### [GOAL 1]
What did a ticket cost, according to the post about the DDD conference in Perth?
### [GOAL 2]
Please reproduce word for word everything in the post about the DDD conference from "There were 3" down to "really good high-five.".

### [PROVIDED PASSAGE]

____________

Developers, Developers, Developers

Over the weekend I got to attend the DDD conference in Perth for the first time. Despite the small price tag and the fact that I had to get up early on a Saturday, not only did it not disappoint but I was blown away by the number of supporters, the calibre of the speakers and the overall experience. I’ve never really lost my excitement for the web (and even when it gets hard there are still cat gifs 😁), but conferences seem to reignite the spark I have for web and give me another rush of excitement for the industry I work in.

The DDD conferences are held all over the world and are a not for profit initiative to help make attending conferences more accessible. While I love attending conferences and learning new things, it’s, unfortunately, a very difficult (and expensive) thing to be able to do. Tickets to a conference range widely from $300 for a one day conference, to $3000 for a week, and that’s only the conferences that come to Australia. Depending on where you are, you’re then likely to have to fork out for travel and accommodation (being from Perth, this is usually the case as not many conferences come this far) and even if you’re lucky enough for your work to give you a training allowance, it may not cover the whole ticket and usually won’t cover the extra expenses (like travel). You then need to get time away from work, and if it’s a great conference (as they usually are), you have to work out between everyone at work regarding who gets to go and who has to stay behind and hold down the fort. Then take into account the fact that you’ve probably got things at home that need to be taken care of, whether it’s a pet, a child or a spouse that isn’t fully self-sufficient.

The DDD conferences aim to remove these barriers. Because it was in Perth, you didn’t have to travel or get accommodation and my dog was fine by himself for the day. They also hold them on a Saturday, so there was no need to take time off work (although you may not be a fan of getting up early on the weekend, it’s a necessary evil). And to top it off, the ticket price was a whopping $50 (food included) so even if your work doesn’t give you an allowance, it’s not too difficult to foot the bill yourself. Also, there was free food and coffee for the day, not hard to get your money worth on that alone.

Now don’t get me wrong, it wasn’t just about the free coffee. This year the conference crowdsourced it’s agenda and made the talks anonymous for the voting. Earlier in the year, the topics and summaries were published online with the names removed and the community was given the opportunity to vote for the talks of their choosing. So there was no chance to complain that the talks didn’t interest you if you don’t vote then don’t try complaining about the outcome. This voting process also meant that we got to see some amazing talks from local members of the community, some of whom had their first chance to give a talk at a conference. And being responsible for giving back to the community like that? DDD definitely deserves an award (or at least a really good high-five) for that.

There were 3 different tracks going on at any one time so unfortunately I didn’t get a chance to see them all, but what I did see was outstanding. The quality of speakers and the presentations they gave was incredible, more than worth the $50 I paid to see them and they all deserve a really really good high-five.

____________

### [STORED DATA]
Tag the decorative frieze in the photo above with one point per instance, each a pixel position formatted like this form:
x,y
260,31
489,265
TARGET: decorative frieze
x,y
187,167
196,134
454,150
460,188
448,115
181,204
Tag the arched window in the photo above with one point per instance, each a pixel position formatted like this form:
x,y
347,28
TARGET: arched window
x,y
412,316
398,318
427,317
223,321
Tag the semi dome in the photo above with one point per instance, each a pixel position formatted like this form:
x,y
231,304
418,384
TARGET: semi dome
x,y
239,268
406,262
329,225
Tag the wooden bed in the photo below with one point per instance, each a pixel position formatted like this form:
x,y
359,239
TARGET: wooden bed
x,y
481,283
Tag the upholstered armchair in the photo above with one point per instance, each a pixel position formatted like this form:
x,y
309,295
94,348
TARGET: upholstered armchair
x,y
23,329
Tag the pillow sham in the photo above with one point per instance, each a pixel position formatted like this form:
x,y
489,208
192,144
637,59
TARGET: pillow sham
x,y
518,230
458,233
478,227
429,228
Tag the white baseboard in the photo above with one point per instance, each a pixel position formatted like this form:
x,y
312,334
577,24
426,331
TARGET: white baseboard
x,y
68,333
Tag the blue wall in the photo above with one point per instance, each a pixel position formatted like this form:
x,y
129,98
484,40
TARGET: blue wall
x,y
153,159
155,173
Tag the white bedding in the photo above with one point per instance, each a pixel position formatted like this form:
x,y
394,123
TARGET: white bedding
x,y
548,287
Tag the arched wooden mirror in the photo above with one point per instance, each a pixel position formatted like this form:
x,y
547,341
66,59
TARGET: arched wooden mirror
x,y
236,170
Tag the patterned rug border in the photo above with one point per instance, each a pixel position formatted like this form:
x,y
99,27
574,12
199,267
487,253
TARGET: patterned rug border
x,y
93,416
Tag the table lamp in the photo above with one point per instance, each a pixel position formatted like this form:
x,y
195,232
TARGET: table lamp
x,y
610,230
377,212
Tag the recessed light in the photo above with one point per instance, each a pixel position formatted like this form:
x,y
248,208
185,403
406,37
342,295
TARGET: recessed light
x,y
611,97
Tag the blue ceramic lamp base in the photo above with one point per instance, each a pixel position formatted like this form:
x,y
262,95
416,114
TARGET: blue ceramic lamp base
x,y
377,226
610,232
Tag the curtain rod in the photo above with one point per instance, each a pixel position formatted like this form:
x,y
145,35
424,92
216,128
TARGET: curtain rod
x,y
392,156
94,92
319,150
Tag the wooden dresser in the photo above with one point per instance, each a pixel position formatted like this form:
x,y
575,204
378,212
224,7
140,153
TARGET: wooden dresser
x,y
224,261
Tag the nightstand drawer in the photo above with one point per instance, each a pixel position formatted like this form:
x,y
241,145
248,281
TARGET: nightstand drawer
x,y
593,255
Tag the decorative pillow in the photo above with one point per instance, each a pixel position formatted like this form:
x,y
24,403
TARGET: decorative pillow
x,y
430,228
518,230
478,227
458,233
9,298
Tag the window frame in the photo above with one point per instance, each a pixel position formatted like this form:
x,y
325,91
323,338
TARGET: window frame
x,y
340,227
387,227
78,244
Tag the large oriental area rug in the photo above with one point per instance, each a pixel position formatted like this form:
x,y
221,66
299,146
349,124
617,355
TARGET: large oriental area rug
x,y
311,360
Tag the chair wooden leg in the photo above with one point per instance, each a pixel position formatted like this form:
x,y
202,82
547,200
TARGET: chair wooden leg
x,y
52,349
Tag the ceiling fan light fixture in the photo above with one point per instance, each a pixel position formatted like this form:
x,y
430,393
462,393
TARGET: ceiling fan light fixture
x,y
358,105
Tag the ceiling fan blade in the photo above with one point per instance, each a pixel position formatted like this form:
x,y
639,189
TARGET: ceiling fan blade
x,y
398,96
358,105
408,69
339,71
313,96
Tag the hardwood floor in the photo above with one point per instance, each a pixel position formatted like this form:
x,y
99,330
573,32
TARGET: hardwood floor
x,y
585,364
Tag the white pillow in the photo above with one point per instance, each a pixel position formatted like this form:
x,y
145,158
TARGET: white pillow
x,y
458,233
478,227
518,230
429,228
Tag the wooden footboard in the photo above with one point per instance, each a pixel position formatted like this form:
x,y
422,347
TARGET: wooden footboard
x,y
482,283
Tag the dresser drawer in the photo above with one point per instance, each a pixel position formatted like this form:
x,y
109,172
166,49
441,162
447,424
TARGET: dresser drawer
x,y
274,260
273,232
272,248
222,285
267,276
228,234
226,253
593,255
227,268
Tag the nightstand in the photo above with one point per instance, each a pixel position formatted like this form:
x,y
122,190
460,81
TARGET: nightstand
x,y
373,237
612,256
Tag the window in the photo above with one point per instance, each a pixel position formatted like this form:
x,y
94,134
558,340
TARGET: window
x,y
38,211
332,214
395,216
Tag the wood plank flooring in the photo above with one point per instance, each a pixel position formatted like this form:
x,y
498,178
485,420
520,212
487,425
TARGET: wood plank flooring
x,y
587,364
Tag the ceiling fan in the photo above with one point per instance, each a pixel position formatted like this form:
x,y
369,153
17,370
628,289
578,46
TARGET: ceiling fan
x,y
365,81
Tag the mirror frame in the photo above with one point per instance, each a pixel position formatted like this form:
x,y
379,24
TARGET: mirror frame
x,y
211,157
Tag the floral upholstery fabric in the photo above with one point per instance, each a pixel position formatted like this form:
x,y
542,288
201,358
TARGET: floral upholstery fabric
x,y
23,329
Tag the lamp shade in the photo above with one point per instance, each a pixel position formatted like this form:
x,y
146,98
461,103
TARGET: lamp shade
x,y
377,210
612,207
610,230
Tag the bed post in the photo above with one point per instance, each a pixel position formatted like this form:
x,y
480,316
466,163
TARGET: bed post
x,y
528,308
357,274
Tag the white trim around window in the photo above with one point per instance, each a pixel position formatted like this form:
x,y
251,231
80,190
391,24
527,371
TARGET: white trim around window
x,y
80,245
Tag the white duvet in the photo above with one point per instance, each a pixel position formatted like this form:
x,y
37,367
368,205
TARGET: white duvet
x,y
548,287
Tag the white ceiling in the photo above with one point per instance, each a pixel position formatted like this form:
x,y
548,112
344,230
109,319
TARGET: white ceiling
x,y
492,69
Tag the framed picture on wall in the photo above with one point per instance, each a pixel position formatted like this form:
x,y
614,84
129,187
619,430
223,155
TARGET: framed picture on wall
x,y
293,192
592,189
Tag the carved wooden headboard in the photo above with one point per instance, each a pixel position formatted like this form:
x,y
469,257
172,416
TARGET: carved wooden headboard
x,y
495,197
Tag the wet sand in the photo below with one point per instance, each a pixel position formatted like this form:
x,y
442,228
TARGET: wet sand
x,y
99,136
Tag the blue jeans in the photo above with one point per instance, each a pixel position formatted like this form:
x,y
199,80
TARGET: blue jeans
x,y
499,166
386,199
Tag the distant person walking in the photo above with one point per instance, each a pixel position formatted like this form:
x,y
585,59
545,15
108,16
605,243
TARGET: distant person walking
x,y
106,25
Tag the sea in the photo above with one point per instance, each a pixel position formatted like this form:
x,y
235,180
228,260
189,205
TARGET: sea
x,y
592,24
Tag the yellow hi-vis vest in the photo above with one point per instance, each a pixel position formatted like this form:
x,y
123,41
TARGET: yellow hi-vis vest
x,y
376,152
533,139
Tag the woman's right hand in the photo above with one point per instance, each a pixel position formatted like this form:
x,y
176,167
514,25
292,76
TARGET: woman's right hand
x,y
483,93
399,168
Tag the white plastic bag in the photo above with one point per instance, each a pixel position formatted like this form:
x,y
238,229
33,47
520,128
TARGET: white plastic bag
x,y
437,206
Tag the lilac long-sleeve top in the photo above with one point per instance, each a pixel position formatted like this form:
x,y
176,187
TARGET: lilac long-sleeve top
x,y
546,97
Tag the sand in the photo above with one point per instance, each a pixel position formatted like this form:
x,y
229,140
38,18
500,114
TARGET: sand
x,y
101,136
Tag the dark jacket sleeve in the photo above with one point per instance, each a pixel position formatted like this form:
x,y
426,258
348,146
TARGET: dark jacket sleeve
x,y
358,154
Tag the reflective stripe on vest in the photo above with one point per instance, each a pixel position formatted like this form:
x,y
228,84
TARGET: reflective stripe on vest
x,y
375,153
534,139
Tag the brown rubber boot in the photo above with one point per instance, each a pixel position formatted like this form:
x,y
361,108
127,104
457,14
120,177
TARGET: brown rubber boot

____________

### [RESULT 1]
$50, with food included.

### [RESULT 2]
There were 3 different tracks going on at any one time so unfortunately I didn’t get a chance to see them all, but what I did see was outstanding. The quality of speakers and the presentations they gave was incredible, more than worth the $50 I paid to see them and they all deserve a really really good high-five.